> _Try it_
For the records that follow, return only the count of lines containing the string "instance".

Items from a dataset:
------------

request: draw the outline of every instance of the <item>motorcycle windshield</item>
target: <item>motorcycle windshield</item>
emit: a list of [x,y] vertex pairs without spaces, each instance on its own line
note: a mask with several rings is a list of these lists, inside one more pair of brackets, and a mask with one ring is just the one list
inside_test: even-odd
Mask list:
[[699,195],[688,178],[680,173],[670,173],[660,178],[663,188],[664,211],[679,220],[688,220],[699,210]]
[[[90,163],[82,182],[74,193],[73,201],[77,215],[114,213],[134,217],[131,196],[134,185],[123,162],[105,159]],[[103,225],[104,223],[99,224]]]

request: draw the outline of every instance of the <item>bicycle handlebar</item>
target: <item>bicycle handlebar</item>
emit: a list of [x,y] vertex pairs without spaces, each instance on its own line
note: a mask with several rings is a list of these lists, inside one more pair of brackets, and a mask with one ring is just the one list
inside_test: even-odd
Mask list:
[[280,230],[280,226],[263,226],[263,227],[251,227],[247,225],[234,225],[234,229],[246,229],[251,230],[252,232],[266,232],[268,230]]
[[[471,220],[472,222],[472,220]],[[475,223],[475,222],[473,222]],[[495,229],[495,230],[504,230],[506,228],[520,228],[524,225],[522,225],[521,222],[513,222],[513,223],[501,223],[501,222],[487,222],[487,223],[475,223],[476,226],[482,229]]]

------------

> _Solution for this task_
4